Ma non è sempre così. Arriva un giorno, e ti accorgi che è molto tempo che non parli più di quello che vedi e senti e incontri in ospedale. Non sai quando hai smesso di raccontare. Forse quando hai iniziato a lavorare, e non sei più studente in mezzo ad altri studenti, ma un giovane assistente in mezzo a molti medici esperti. Uno che deve far emergere il suo valore e la sua forza, non le sue debolezze, uno che deve ingoiare e non lasciarsi prendere dalla nausea. Poi la famiglia, un marito o una moglie che fanno un altro lavoro, che dormono a casa tutte le notti, sono a casa il sabato e la domenica e si godono le feste comandate, loro no, non capiscono cosa vuol dire. Oppure se fanno il tuo stesso lavoro alla fine è meglio non parlarne, lasciare fuori casa tutte le brutture del mondo. Ritagliarsi un angolo sicuro e pulito dove magari mettere al mondo dei figli e andare avanti.
E forse questa tecnica funziona. Per un po’, di sicuro. Ma se guardi attentamente, ti accorgi che a forza di ingoiare, e arginare, di rinchiudere e non lasciare uscire, si è creato un vuoto, una voragine di solitudine che non aspetta altro che di raggiungere la superficie e frantumare le fragili pareti del tuo essere. Ed ecco che qualcuno si inventa un sito, o un blog, o una rubrica virtuale, dove è possibile raccontarsi di nuovo, come quando si era studenti, ascoltare e condividere, rispondere, commentare. Finalmente un modo per non sentirsi completamente soli. E ancora meglio quando ti puoi incontrare con i tuoi colleghi senza la divisa dell’ospedale, senza quei colori che talvolta sembrano più ispirare una guerriglia fra bande che non la semplice suddivisione di compiti e competenze.
Questo sono io, senza la paura di sbagliare, o la voglia di primeggiare, o la stanchezza della notte insonne. Sono io, con i miei limiti e i miei difetti, ma anche con le mie qualità e le mie doti.
Sono io, navigatore solitario, in un intreccio di rotte amiche.

Compiti dell'esercizio >>
A - Rispondi alle domande sul brano:
(i) Secondo il brano, quando forse si è smesso di raccontare?
(ii) Che cosa si inventa qualcuno per potersi raccontare di nuovo?
(iii) Come si definisce l'io nell'ultima frase?
B - Spiega per favore, in base al brano, perché il giovane assistente non parla più di ciò che vede in ospedale.
Le voci che seguono sono materiale a sé, indipendente dal brano.

Voci fornite >>

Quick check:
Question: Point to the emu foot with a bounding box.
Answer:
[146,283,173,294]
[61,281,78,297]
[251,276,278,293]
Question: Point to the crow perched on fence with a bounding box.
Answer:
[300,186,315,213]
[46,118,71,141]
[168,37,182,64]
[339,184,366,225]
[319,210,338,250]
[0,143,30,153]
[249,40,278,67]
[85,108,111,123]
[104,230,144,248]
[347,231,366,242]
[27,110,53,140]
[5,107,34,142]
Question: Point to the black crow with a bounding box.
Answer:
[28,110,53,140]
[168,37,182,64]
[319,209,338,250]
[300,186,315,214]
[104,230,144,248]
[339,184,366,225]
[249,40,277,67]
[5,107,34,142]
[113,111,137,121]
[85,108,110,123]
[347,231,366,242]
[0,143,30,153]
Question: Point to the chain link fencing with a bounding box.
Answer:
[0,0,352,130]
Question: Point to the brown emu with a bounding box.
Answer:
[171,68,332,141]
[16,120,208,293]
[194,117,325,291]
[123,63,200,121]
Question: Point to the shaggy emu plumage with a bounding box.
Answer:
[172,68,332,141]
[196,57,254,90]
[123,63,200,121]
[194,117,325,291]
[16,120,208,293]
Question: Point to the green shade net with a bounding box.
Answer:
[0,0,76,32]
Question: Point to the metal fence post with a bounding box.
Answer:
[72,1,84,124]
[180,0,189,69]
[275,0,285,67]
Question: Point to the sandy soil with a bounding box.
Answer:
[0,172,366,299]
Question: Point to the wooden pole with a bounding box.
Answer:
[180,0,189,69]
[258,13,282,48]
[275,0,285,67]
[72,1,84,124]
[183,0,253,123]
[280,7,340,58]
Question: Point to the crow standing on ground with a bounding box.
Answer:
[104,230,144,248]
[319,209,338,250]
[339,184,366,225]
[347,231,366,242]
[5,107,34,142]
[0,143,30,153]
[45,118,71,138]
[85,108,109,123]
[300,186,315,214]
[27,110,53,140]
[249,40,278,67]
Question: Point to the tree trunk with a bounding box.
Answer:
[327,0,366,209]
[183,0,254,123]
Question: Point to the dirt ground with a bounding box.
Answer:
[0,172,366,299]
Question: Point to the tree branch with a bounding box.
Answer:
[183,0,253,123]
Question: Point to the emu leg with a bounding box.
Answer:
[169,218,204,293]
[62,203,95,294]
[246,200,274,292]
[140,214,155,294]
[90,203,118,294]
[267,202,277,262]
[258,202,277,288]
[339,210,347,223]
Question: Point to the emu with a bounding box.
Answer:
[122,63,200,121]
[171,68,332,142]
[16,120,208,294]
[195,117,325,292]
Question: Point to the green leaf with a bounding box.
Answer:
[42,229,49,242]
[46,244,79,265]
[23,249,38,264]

Risposte dell'esercizio >>
A -
(i) Quando si è iniziato a lavorare e non si è più studenti in mezzo ad altri studenti, ma un giovane assistente in mezzo a molti medici esperti.
(ii) Un sito, un blog o una rubrica virtuale.
(iii) Come un navigatore solitario, in un intreccio di rotte amiche.

B - Il giovane assistente si trova in mezzo a molti medici esperti e deve far emergere il suo valore e la sua forza, non le sue debolezze. Per questo deve ingoiare senza lasciarsi prendere dalla nausea.